◆ Problem description ◆
Edit the data below so that each "thickest part" reads "widest part", and leave every other word unchanged.

-- Supplied material start --

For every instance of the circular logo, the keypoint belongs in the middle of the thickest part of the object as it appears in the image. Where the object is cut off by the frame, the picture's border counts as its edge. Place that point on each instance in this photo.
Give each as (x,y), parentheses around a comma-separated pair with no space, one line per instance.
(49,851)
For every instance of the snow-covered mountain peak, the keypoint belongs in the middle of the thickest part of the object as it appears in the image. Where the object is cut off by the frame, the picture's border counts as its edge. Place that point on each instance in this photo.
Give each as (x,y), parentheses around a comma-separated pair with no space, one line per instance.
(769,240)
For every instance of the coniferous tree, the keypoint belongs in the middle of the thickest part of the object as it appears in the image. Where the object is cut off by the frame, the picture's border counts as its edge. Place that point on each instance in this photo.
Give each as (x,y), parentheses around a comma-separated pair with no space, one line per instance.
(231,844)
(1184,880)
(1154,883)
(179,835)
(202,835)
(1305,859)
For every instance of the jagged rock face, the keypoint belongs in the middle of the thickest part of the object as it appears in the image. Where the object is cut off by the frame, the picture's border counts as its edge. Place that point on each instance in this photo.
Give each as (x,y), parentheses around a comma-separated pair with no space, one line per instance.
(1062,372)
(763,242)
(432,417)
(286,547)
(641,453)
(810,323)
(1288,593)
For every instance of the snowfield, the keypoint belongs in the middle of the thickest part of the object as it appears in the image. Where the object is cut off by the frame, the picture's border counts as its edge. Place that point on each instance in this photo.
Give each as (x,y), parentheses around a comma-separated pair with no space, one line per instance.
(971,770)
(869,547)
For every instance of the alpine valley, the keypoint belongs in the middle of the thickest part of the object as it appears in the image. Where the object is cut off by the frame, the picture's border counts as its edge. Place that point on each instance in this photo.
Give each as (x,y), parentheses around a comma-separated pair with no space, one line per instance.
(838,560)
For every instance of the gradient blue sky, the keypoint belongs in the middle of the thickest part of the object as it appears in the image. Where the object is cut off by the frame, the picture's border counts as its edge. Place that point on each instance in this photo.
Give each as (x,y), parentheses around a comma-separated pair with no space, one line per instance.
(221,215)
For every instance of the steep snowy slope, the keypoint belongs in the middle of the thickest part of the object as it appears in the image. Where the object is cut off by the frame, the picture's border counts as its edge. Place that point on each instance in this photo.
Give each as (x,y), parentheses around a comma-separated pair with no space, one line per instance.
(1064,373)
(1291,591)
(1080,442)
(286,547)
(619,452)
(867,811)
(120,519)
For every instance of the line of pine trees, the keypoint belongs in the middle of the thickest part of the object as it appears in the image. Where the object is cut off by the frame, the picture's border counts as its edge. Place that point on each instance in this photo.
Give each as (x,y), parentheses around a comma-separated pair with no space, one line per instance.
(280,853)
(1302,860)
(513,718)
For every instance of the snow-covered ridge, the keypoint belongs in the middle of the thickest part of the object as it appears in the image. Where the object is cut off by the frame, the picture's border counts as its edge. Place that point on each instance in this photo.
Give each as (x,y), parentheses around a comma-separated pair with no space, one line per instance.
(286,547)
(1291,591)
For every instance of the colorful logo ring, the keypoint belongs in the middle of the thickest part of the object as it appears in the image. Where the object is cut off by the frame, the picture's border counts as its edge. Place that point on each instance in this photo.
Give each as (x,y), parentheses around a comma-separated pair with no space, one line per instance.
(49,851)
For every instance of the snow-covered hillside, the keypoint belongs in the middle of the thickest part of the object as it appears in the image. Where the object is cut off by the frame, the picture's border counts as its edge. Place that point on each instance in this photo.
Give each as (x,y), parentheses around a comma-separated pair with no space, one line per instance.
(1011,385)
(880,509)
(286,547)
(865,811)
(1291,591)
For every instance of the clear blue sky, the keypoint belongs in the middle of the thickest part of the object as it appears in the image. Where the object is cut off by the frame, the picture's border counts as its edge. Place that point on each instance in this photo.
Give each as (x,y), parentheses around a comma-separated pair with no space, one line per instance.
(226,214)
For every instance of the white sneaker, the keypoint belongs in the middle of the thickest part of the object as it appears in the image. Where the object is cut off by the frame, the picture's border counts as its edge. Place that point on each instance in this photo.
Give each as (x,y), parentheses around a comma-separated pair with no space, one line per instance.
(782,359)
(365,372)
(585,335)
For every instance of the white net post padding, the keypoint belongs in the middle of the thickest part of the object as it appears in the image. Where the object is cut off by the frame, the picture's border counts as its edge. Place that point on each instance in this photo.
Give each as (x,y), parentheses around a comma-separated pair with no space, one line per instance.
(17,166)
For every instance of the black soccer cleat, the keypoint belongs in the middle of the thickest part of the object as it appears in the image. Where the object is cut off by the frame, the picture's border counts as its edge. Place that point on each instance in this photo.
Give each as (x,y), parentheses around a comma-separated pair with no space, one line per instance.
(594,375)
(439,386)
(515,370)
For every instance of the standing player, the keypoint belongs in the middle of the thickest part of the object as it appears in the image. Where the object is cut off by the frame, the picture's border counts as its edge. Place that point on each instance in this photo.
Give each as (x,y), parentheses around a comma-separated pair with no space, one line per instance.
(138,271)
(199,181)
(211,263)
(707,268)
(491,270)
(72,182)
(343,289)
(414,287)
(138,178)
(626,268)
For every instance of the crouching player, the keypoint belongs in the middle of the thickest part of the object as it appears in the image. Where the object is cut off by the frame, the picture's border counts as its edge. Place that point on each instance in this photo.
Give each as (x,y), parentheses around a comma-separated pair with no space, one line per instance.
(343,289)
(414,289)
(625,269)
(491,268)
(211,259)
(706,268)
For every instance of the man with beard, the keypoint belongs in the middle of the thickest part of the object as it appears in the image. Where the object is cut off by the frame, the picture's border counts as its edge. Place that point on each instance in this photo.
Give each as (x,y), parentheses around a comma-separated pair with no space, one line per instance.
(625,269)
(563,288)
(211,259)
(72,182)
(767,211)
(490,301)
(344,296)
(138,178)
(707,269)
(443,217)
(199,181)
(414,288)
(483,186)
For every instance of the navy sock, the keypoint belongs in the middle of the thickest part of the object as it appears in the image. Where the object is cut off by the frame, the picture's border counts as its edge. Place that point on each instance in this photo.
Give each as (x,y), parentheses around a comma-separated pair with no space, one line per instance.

-- Supplied material end --

◆ Completed task ◆
For every instance of the circular logo, the keypoint belongs in the middle of the widest part of the object as it appears in the image. Where the object is cut off by the frame, the picture's border counts as its edge. Place that point on each instance in this photo.
Give each as (x,y), parentheses around a comma-separated pair with no space, one line per instance.
(49,851)
For every instance of the snow-covered mountain peak, the keypoint belongs in the middle of the widest part of the object as it appears in the image. Where the object is cut off by the frame, the picture's border counts as its edge. Place that point on each instance in this photo.
Give each as (x,y), parentheses around a comma-separated pair with no space, one line per instance.
(769,240)
For every instance of the coniferous tree, the keypoint belongs in the middle of the widest part of the object as it appears in the image. Where the object is cut off by the frame, the picture's border counts as its edge. Place that point on each instance in this photo.
Give each as (x,y), parentheses around a comma-separated pair with no space, one line per instance.
(231,844)
(1184,880)
(1154,883)
(179,835)
(202,835)
(1305,859)
For every instance of the jagged rock face, the keypoint belongs in the middle of the widest part of the object as it appears in the image. Where the object is cut off by the frame, the picture's border counts as its edge. Place that point on each instance in this photo.
Give each as (x,y), parentheses around a comma-separated pair with no space, one line per instance.
(1062,372)
(763,242)
(432,417)
(286,547)
(641,453)
(810,323)
(1288,593)
For every instance of the snowfield, the keypoint belongs in the middle of the widest part of the object as it appears in the image. Where the object is cut off by the frame, the picture's border counts as its edge. Place that point on each instance in this photo.
Give each as (x,y), parentheses around a comma-separated pair with no space, one line per instance.
(971,770)
(869,547)
For every instance of the alpine valley, the keypoint belongs in the middle of the widest part of the object as it appears in the image. Where the object is cut off by the frame, the picture's border counts as its edge. Place that point on each instance in this photo.
Give each as (x,y), parentheses around a comma-separated pair with no space, one line per instance.
(838,560)
For every instance of the gradient blue sky, the keypoint belongs in the middle of the widest part of the object as it appears in the image. Where the object is cut off by the frame, the picture's border counts as its edge. Place that point on each instance in this photo.
Give each as (x,y), parentheses around a comma-separated pair with no space, one line per instance.
(221,215)
For every instance of the steep snowy slope, the keypoint belongs in the middle of the widest part of the object as it appears in the image. Where the object is cut off by the frame, the picture's border counts as its edge. Place that point on each instance in this photo.
Give each as (x,y), parentheses around a comma-separated pair with no space, one line per instance.
(1064,373)
(1291,591)
(1080,442)
(286,547)
(619,452)
(867,811)
(120,519)
For every instance of the line of pine trees, the keypoint belongs in the middle of the widest part of the object as it appears in the image. Where the object is cut off by the frame, the picture's border counts as its edge. Place that point on each instance in this photo.
Give each as (x,y), parentheses around a comma-separated pair with no space, one line per instance.
(280,853)
(1302,860)
(513,718)
For every instance of the snow-covered ridge, the keypoint belongs in the middle of the widest part of the object as it appears in the image. Where the object is cut off by the frame, the picture's border counts as its edge. Place that point on each instance in this photo.
Give each as (x,y), parentheses around a comma-separated pair with no space, one line per instance.
(286,547)
(1291,591)
For every instance of the colorful logo ring, the keypoint belongs in the middle of the widest part of the object as it appears in the image. Where the object is cut off by the frame, the picture's border counts as its edge. Place that point on each instance in this photo.
Give each as (x,y), parentheses around a comma-separated pair with no space, one line per instance.
(49,851)
For every instance of the snow-covered hillside, the keypoint belongs in the middle of the widest part of the object as it appears in the image. Where the object is cut off by the frame, the picture's border counts as its edge. Place that point on each instance in this photo.
Give each as (x,y), parentheses around a comma-separated pair with no space, one line per instance.
(1011,385)
(880,509)
(286,547)
(865,811)
(1291,591)
For every instance of the clear blue sky, the keypoint belongs in the middle of the widest part of the object as it appears in the image. Where the object is cut off by the frame, the picture's border counts as its edge. Place that point on each instance in this photo.
Give each as (x,y), parentheses around a comma-separated pair with no space, one line per instance.
(226,214)
For every instance of the white sneaker, the keypoint belongs in the middle of the widest part of the object as it appears in the image. Where the object is cut off by the frame, the picture's border counts as its edge. Place that point on each instance in this photo.
Give each as (x,y), parentheses around a comma-separated pair with no space, one line per instance.
(782,359)
(365,372)
(585,335)
For every instance of the white net post padding, the keypoint belongs in the middle of the widest part of the object as it appears in the image. Where the object is cut off by the frame, the picture's border counts as its edge. Place that point on each instance in this photo.
Give each as (x,y), parentheses around a comma-separated pair with no space, one line per instance.
(17,166)
For every instance of the black soccer cleat, the keypoint belongs in the middle of the widest part of the object as it appears in the image. Where the object is cut off by the frame, the picture's border counts as its edge. Place that point on each instance in this photo.
Give each as (x,y), parentheses around a comma-separated pair with no space, one line per instance.
(594,375)
(439,386)
(515,370)
For every instance of the standing player, the keypoint belongs in the middle of the widest part of the object as it appears in the image. Where the object is cut off by the frame, the picture's border counts as its edge. Place that point on each instance in this photo.
Give each as (x,y), parentheses around a comma-separated pair with no space, one line per instance.
(138,271)
(199,181)
(211,263)
(707,268)
(491,270)
(72,182)
(343,289)
(414,287)
(138,178)
(626,268)
For every instance of the crouching player, the keypoint belongs in the middle of the widest part of the object as it appears in the image. Where the object is cut off by the frame, the picture's border counts as its edge. Place that point on each instance in this photo.
Give each as (x,y), parentheses around a comma-separated pair with no space, one line per instance.
(343,289)
(414,289)
(625,269)
(491,268)
(211,259)
(706,268)
For every instance of the man with beard, the keypoint belongs in the middle of the widest part of the object as it appears in the image. Where the object is cut off by the frame, the picture's border counts as its edge. Place that point on each instance in this photo.
Give each as (x,y), parentheses around a comma-separated pair with no space, one line per instance.
(625,269)
(563,288)
(211,259)
(72,182)
(767,211)
(490,301)
(344,296)
(138,178)
(707,269)
(443,217)
(199,181)
(414,288)
(483,186)
For every instance of the navy sock, the keypoint belongs in the middle of the widest part of the object as it appears in the image. Where the object is cut off by the frame, the picture's border counts as its edge. Place that point on each instance in this photo.
Give each as (x,y), parentheses around a comma-separated pair with no space, one line per instance.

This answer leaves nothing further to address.